Lê-se cada vez menos, mas
publica-se cada vez mais, inclusive muita coisa que deveria
ficar rigorosamente inédita.
Antigamente, ter livros publicados era uma distinção e uma
honra. Hoje, não. Até analfabetos matriculados ostentam
livros em seus currículos. Generalizou-se o hábito de publicar
as idéias que não se tem. E tudo em péssimo estilo.
A falta de critério editorial é
visível. As prateleiras das nossas estantes rangem sob o peso
da profusão de bobagens que
saem do prelo continuamente.
E, como sempre, os livros que
mais vendem e mais repercutem são de uma banalidade à
toda prova.
Os economistas têm dado a
sua contribuição. Mas não vou
dar exemplos. Não é de economistas que quero falar hoje,
mas de um livro recente que
não teve a repercussão merecida. Provavelmente porque destoa bastante dos consensos
beócios das últimas duas décadas.

▶ _DADOS FORNECIDOS_:

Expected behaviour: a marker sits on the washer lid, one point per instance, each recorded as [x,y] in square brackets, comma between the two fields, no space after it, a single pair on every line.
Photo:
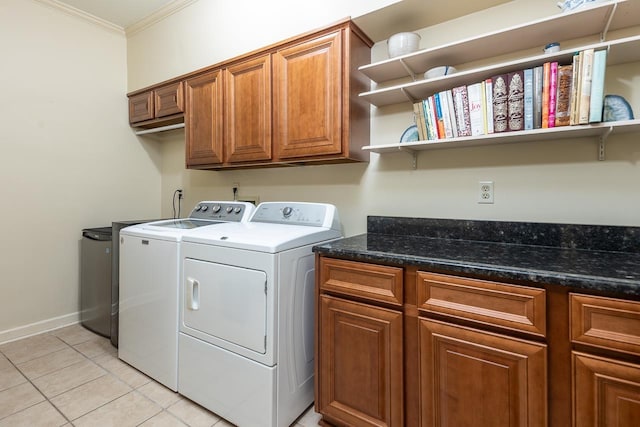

▶ _EXERCÍCIO PROPOSTO A_: No texto sobre a publicação de livros, o que representava antigamente ter livros publicados?
▶ _EXERCÍCIO PROPOSTO B_: Escreva a continuação do texto sobre a publicação de livros, começando logo após a última frase.
As linhas são um material à parte, sem relação com o texto sobre a publicação de livros.

▶ _RESULTADO DA TAREFA A_: Era uma distinção e uma honra.

▶ _RESULTADO DA TAREFA B_:
Refiro-me ao depoimento do
presidente Ernesto Geisel ao
Centro de Pesquisa e Documentação de História Contemporânea do Brasil da Fundação Getúlio Vargas. O livro foi
organizado por Maria Celina
D'Araujo e Celso Castro e lançado pela editora da FGV em
1997.
Merecem especial destaque os
capítulos que tratam do seu período na Presidência da República, da presença do Estado
na economia e de política internacional. Por falta de espaço, vou tratar só deste último
aspecto.
No século 20, e particularmente depois da Segunda
Guerra, o relacionamento com
os EUA foi sempre o tema central da política externa do Brasil e demais países latino-americanos. O período Geisel caracterizou-se, nesse terreno,
pelo esforço de manter uma
postura mais independente.
O depoimento do presidente
traz a marca do que foi a política externa do seu governo:
um nacionalismo moderado,
algo que é relativamente raro
na história brasileira. Em geral, o nosso posicionamento internacional oscila entre arroubos antiamericanos, retóricos e
demagógicos, e a subordinação
mais ou menos descarada em
relação aos EUA. Esta última é,
como se sabe, a linha dominante.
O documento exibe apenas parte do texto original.